• [Recorded information]
● ● ● ● ●
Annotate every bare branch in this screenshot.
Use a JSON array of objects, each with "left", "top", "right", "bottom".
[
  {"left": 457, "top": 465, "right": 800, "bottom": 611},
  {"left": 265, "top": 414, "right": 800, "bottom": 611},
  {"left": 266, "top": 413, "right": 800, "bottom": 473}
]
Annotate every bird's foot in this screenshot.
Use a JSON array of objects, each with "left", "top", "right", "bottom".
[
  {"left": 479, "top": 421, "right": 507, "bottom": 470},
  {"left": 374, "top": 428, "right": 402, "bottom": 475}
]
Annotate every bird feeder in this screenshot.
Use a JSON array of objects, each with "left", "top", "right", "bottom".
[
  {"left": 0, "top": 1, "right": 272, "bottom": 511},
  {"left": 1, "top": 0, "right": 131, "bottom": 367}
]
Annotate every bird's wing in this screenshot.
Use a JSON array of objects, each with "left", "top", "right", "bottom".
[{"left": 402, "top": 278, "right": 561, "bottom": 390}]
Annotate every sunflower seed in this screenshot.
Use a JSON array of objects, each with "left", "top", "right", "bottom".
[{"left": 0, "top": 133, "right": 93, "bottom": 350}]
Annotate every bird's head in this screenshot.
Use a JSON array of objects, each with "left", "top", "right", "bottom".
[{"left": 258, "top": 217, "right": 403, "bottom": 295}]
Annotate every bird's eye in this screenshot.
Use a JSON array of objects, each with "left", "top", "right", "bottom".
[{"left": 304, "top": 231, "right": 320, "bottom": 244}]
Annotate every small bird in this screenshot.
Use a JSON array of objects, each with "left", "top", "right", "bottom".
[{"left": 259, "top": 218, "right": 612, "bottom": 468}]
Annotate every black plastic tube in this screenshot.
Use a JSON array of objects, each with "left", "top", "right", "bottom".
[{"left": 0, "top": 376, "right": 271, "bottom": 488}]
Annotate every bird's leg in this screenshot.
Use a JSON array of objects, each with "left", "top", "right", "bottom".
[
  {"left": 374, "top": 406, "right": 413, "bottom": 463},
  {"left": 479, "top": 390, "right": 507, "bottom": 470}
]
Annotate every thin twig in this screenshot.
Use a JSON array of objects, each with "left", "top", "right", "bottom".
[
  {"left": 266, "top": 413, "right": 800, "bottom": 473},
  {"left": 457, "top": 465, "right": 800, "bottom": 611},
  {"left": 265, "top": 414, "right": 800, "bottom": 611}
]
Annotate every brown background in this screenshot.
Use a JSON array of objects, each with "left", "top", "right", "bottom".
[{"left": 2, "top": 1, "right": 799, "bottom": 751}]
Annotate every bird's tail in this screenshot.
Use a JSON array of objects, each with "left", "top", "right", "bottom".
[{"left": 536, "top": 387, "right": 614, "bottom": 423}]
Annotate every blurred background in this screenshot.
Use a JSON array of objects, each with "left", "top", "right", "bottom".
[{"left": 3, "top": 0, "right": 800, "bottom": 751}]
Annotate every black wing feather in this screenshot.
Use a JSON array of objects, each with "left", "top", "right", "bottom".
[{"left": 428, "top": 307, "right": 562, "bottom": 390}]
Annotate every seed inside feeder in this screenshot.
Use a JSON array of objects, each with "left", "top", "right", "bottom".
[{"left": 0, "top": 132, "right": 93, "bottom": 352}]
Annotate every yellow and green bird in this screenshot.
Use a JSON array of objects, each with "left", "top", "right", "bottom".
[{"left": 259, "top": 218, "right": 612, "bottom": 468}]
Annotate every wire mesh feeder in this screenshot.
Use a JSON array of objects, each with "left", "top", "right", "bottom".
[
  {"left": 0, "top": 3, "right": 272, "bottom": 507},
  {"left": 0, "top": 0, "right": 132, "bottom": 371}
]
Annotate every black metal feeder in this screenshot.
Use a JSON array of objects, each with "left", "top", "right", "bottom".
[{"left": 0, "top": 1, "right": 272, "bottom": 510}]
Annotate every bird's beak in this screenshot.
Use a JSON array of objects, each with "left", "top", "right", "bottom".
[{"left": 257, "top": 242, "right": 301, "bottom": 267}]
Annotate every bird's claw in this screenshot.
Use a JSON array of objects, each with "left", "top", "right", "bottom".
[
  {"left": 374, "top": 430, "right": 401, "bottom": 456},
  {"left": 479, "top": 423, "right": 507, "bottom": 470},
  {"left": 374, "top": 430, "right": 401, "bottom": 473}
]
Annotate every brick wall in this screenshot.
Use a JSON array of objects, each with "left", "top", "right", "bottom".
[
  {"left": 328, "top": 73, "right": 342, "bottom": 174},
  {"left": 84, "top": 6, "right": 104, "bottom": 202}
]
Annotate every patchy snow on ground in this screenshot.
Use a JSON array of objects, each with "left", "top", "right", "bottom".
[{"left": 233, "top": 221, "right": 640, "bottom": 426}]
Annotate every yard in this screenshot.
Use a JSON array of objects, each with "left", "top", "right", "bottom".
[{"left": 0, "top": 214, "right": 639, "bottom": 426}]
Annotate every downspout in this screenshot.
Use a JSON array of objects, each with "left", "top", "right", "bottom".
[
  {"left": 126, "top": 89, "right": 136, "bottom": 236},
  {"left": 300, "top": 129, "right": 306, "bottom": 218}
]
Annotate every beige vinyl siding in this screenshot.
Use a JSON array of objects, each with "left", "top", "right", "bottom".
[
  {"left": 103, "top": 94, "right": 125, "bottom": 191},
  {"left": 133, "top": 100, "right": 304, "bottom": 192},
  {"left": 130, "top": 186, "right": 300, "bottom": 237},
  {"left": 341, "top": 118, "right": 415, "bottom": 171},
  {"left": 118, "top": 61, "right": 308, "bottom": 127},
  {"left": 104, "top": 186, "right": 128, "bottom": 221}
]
● ● ● ● ●
• [Exercise directions] Each line from the beginning of the entries to the line with "Annotate every thin twig in this screenshot." must be repeated exactly, with both end lines kept and no other lines given.

• [Reply]
Annotate every bare branch in this screenshot.
Use a JSON array of objects, each with "left", "top", "right", "bottom".
[
  {"left": 457, "top": 465, "right": 800, "bottom": 611},
  {"left": 265, "top": 414, "right": 800, "bottom": 611},
  {"left": 266, "top": 413, "right": 800, "bottom": 473}
]
Annotate every bird's foot in this screenshot.
Use a JSON array of objects, each with "left", "top", "right", "bottom".
[
  {"left": 479, "top": 421, "right": 507, "bottom": 470},
  {"left": 374, "top": 428, "right": 402, "bottom": 475}
]
Annotate every bird feeder in this screenshot.
Use a JSON array of objects, each with "left", "top", "right", "bottom".
[
  {"left": 0, "top": 1, "right": 272, "bottom": 511},
  {"left": 1, "top": 0, "right": 131, "bottom": 367}
]
Annotate every bird's wing in this screenshot.
Use a JSON array of objects, each with "left", "top", "right", "bottom".
[{"left": 402, "top": 278, "right": 561, "bottom": 390}]
Annotate every sunflower seed in this screenshot.
Use a JSON array of objects, each with "left", "top", "right", "bottom".
[{"left": 0, "top": 133, "right": 93, "bottom": 350}]
Annotate every bird's head in this screenshot.
Use a JSON array of objects, each with "left", "top", "right", "bottom".
[{"left": 258, "top": 217, "right": 403, "bottom": 295}]
Annotate every bird's eye in this screenshot.
Use a JSON array of objects, each with "left", "top", "right", "bottom".
[{"left": 304, "top": 231, "right": 320, "bottom": 244}]
Annotate every small bird in this screenshot.
Use a JSON array of objects, each with "left", "top", "right", "bottom".
[{"left": 259, "top": 218, "right": 612, "bottom": 468}]
Annotate every black plastic tube in this screenshot.
Use a JSON array of objects, each with "left", "top", "right", "bottom".
[{"left": 0, "top": 376, "right": 271, "bottom": 488}]
Annotate every bird's leg in this screenshot.
Use a JSON array of objects, each with "left", "top", "right", "bottom".
[
  {"left": 374, "top": 406, "right": 413, "bottom": 463},
  {"left": 479, "top": 390, "right": 507, "bottom": 470}
]
Annotate every thin twig in this screenshot.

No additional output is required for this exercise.